* _Text passage_
* Begin *

Gathering for a world boss.

Now that the gag order has lifted from the Star Wars: The Old Republic beta test, I want to get something off my chest. This is something I’ve wanted to talk about for the past few months, but every time the topic comes up I’ve had to hold my tongue because of the NDA. Well, no longer.

For a while now, it’s made me very uncomfortable whenever I go on Twitter, the forums, or other gaming community websites and see people apply the term “single-player MMO” to SWTOR in a deprecatory way. I’m sure we’ve all seen the type of comments. You know, the kind that imply SWTOR isn’t a real MMO, or that it’s just a single-player RPG pretending to be one, or something along those lines. It was so far-reaching at one point, that I began having my own reservations when I first got my invite to general testing, and wondered if SWTOR would not turn out to be the MMORPG I’ve been looking for.

Looking back now, I was crazy to have been worried. Even after just a week with The Old Republic, it was clear to me that this is a gen-u-wine, bonafide massively multiplayer online game, with all the delicious goodness that comes with a very large number of players interacting with one another within a persistent virtual world.

* End *

* _Stated task 1_
Count the lines in the rows below that contain the word "thickest", and reply with that number alone.

* _Input for this task_
* Begin *

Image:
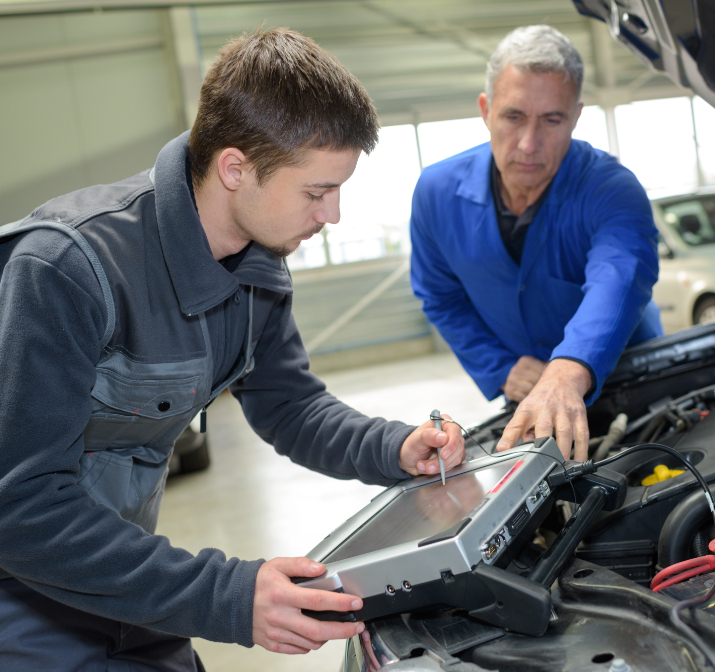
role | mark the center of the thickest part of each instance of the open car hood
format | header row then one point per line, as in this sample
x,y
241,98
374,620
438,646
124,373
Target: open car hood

* End *
* Begin *

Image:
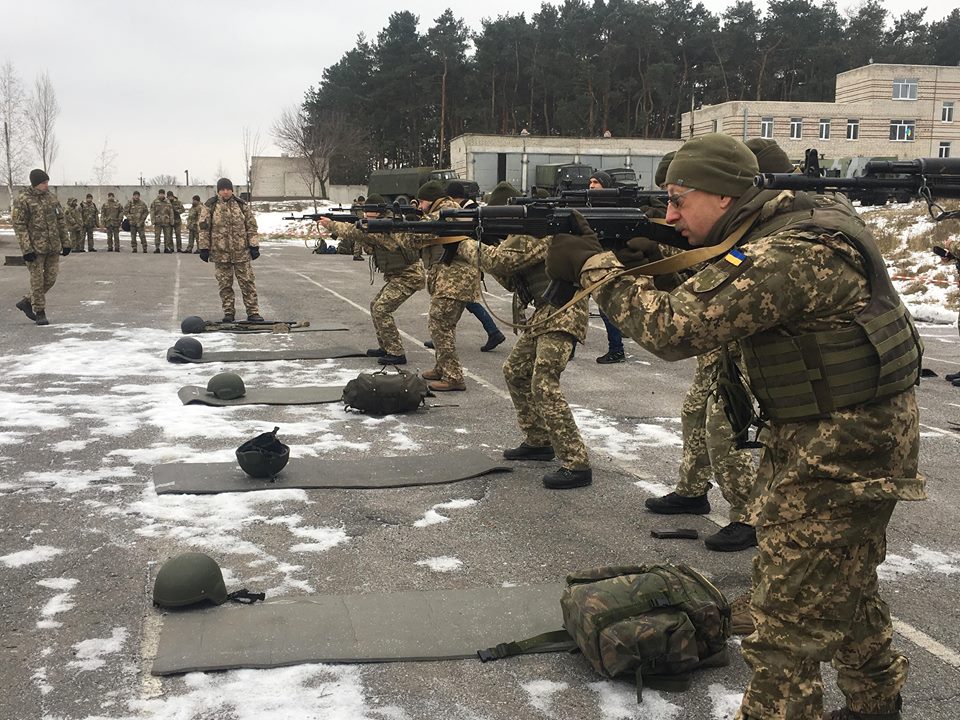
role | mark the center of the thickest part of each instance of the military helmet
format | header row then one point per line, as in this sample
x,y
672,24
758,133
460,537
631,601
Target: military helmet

* End *

* _Stated task 2_
Retype the Old Republic beta passage above without any change, starting at "For a while" and ending at "been looking for.".

* _Expected answer 1_
2

* _Expected answer 2_
For a while now, it’s made me very uncomfortable whenever I go on Twitter, the forums, or other gaming community websites and see people apply the term “single-player MMO” to SWTOR in a deprecatory way. I’m sure we’ve all seen the type of comments. You know, the kind that imply SWTOR isn’t a real MMO, or that it’s just a single-player RPG pretending to be one, or something along those lines. It was so far-reaching at one point, that I began having my own reservations when I first got my invite to general testing, and wondered if SWTOR would not turn out to be the MMORPG I’ve been looking for.